Stored items
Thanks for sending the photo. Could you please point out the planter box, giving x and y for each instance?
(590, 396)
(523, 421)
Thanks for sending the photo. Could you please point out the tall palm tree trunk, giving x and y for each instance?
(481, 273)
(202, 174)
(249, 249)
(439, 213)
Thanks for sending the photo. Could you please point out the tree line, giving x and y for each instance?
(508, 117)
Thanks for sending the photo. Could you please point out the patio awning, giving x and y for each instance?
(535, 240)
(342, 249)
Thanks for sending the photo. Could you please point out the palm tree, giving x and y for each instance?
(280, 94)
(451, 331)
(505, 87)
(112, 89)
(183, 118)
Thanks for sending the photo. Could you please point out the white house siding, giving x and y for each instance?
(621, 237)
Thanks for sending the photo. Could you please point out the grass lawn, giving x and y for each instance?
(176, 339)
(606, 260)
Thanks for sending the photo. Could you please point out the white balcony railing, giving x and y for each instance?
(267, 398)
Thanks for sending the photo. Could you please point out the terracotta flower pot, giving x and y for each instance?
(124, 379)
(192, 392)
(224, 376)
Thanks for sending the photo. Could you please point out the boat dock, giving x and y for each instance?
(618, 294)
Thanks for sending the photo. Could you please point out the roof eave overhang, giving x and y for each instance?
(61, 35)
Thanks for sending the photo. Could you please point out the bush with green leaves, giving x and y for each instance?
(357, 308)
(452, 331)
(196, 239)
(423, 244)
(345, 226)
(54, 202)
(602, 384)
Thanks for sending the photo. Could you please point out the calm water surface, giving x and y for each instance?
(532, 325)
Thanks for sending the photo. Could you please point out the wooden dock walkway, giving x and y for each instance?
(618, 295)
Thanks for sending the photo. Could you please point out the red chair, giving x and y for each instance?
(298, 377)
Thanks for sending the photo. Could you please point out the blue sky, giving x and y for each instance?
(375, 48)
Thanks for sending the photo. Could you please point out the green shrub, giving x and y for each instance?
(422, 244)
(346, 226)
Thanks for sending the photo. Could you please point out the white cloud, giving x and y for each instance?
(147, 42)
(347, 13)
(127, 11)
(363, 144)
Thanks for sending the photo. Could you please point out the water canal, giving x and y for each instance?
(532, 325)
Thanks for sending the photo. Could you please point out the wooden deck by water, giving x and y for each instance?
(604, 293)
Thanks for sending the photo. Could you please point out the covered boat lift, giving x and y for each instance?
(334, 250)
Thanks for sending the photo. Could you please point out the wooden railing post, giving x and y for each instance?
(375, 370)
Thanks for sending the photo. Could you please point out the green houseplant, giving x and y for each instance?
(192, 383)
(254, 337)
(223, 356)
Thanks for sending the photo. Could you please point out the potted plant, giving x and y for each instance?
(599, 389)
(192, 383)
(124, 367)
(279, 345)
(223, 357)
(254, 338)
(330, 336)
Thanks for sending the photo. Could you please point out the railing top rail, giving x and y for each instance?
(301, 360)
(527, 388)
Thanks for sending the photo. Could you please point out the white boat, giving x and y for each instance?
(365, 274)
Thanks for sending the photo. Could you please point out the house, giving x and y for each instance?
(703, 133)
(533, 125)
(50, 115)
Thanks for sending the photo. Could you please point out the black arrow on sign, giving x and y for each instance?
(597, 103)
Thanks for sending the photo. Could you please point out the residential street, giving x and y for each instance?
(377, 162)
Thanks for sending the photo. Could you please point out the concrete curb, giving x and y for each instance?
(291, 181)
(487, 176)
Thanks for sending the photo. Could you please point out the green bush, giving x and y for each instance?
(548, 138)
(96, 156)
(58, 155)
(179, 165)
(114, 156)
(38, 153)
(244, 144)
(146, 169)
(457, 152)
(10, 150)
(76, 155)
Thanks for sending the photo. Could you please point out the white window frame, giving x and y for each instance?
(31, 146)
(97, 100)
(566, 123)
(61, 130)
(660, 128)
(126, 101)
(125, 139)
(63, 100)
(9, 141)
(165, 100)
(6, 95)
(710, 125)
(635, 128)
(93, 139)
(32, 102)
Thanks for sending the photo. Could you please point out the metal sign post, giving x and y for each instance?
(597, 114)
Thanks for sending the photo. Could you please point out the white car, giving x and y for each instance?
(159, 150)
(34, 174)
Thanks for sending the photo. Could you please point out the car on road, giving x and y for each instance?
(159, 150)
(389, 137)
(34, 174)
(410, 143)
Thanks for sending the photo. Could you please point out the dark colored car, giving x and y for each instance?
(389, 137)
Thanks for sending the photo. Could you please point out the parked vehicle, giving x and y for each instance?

Work task
In the answer, return exactly the lines from the line containing "street, giving x and y for each instance?" to the end of the records above, and no others.

Your response
Thanks for sending the photo. Could you please point out the residential street, giving x and y for each instance?
(377, 162)
Thanks for sending the photo. Could you please point out the concrete curb, giving x and y for each instance?
(291, 181)
(487, 176)
Thanks for sending the photo. Could you please point out the green bush, giving x and y for each instance?
(548, 138)
(96, 156)
(58, 155)
(179, 165)
(114, 156)
(38, 153)
(244, 144)
(146, 169)
(457, 152)
(10, 150)
(76, 155)
Thanks for sending the photo. Could you please point out the white window frame, giving x and y for each instance?
(31, 146)
(97, 100)
(566, 123)
(61, 130)
(660, 128)
(126, 101)
(125, 139)
(63, 100)
(9, 141)
(165, 100)
(6, 95)
(710, 125)
(635, 128)
(93, 139)
(32, 102)
Thanks for sending the photo. Could you please point out the metal sign post, giving x and y for each instance?
(597, 114)
Thanks for sending the photo. Could you please point out the white car, giving x and y for each instance?
(159, 150)
(34, 174)
Thanks for sending the photo. Could you please point out the car on road, giving x and y for each instance?
(159, 150)
(389, 137)
(34, 174)
(410, 143)
Thanks for sending the photo. Could you please point out the dark colored car, giving x and y for each instance?
(389, 137)
Thanks for sending the photo. Could you please point out the parked vehicle, giving x and y for each instance?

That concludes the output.